**文書の抜粋**.
● ● ● ●

Asian Pac J Cancer Prev (IF: 1.58; Q2). 2013;14(1):47-51.
【背景】
食道癌術後の合併症は、患者に多くの不快感を与え、入院日数を長引かせている。身体活動の減少は、身体機能と密接な関係があるため、術後合併症の独立したリスク因子の一つである。
この研究の目的は、食道癌手術を行う患者の身体活動が、術後合併症のリスクを減少させるかについて検討した。
【方法】
51人の患者。新たに食道癌と診断され、2009年から2011年の間に食道がん切除術を行った患者。
患者背景、病理診断、治療情報を記録し、身体機能を測定した。
過去7日間の身体活動質問表(IPAQ)で術前の身体活動を評価。
多変量ロジスティクス回帰分析、ステップワイズ法を用いて、術前身体活動が、術後合併症のリスクと関連しているかについて解析した。
【結果】
男性、3フィールドのリンパ節郭清、低レベルの身体活動、術前併存症が、術後合併症と独立して関連していた。
【考察】
低身体活動、術前併存症、3フィールドのリンパ節郭清が、食道癌切除術後の合併症のリスク因子であった。
今後の研究が必要であるが、高い身体活動を維持することで、術後合併症のリスクを軽減できるかもしれない。
・京都大学での研究
・2009-2011年に新たに食道癌と診断され、術前にneoadjuvant化学療法を行うか、手術のみを行うことを予定された患者が対象
・介助なしで歩けない患者は除外
・術後は、全患者ICUに入室
・評価項目:患者背景、臨床病理的情報、治療方法、
・手術方法は、1)胸腔鏡および 腹腔鏡下食道切除術、2)胸腔鏡および開腹食道切除術、3)開胸および腹腔鏡下食道切除術
・その他の手術情報として、リンパ節郭清の範囲(2フィールド以下or3フィールド)、失血量、手術時間、
・術前合併症として5つを記録:高尿酸血症、心疾患、糖尿病、高血圧、COPD
・身体機能評価:膝伸展筋力、6MWD、肺機能
・身体活動量評価:IPAQshort versionを使用。
週あたりのMETsを算出し、9METs未満と9METs以上に分類。
・術後14日以内の術後合併症を調査。

● ● ● ●

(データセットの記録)
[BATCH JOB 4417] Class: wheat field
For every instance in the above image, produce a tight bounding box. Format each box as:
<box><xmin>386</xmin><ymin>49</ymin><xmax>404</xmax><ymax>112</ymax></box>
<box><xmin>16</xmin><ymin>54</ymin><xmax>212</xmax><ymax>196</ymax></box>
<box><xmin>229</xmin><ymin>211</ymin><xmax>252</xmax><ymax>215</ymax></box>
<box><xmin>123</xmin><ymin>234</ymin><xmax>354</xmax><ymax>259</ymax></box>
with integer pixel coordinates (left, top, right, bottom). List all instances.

● ● ● ●

**実践課題**.
食道癌切除術の術前身体活動と術後合併症に関する研究要約を、最後の文の後から書き進めてください。

**出力結果**.
結果
・55人の患者がリクルートされ、51人が解析対象
・平均年齢65歳、男性44人。術後合併症ありは20人
・合併症の有無で分けると、術前6MWD、筋力は、合併症有無で有意差なし。身体活動で有意差あり(合併症ありのほうが、9METs以下が多い)
・術後合併症を予測する多変量解析:低身体活動は28.3倍、男性18.6倍、3フィールドのリンパ郭清9.6倍、術前合併症5.9倍
考察
・先行研究で高齢、腫瘍部位、手術時間、3フィールドリンパ郭清、併存症が術後合併症のリスク因子であった→今回のリンパ郭清は独立したリスク因子であり、反回神経麻痺の発生率位が高いことが影響しているかもしれない。今回の合併症で最も多かった(25%)
・身体活動が合併症に影響していた原因として、高血圧や糖尿病など生活習慣に関連した疾患の影響があるのではないか。
身体活動レベルと全死亡原因は直線的に関連しており、これは生活習慣に関連した疾患のためである。
今回、吻合部のリークが16%で発生した。吻合部のリークは、胃の虚血の要因として重要である。
1件の先行研究で、高血圧と糖尿病の既往が、吻合部のリークの独立した予測因子であった。これは組織への微小な血流を減少させることが要因と考えられる。
身体活動レベルが高い患者においては、より良い循環が保たれるため、リークの発生が減少しているのかもしれない。
→術前1週間の身体活動を高めておくことが術後合併症の予防になるかもしれない。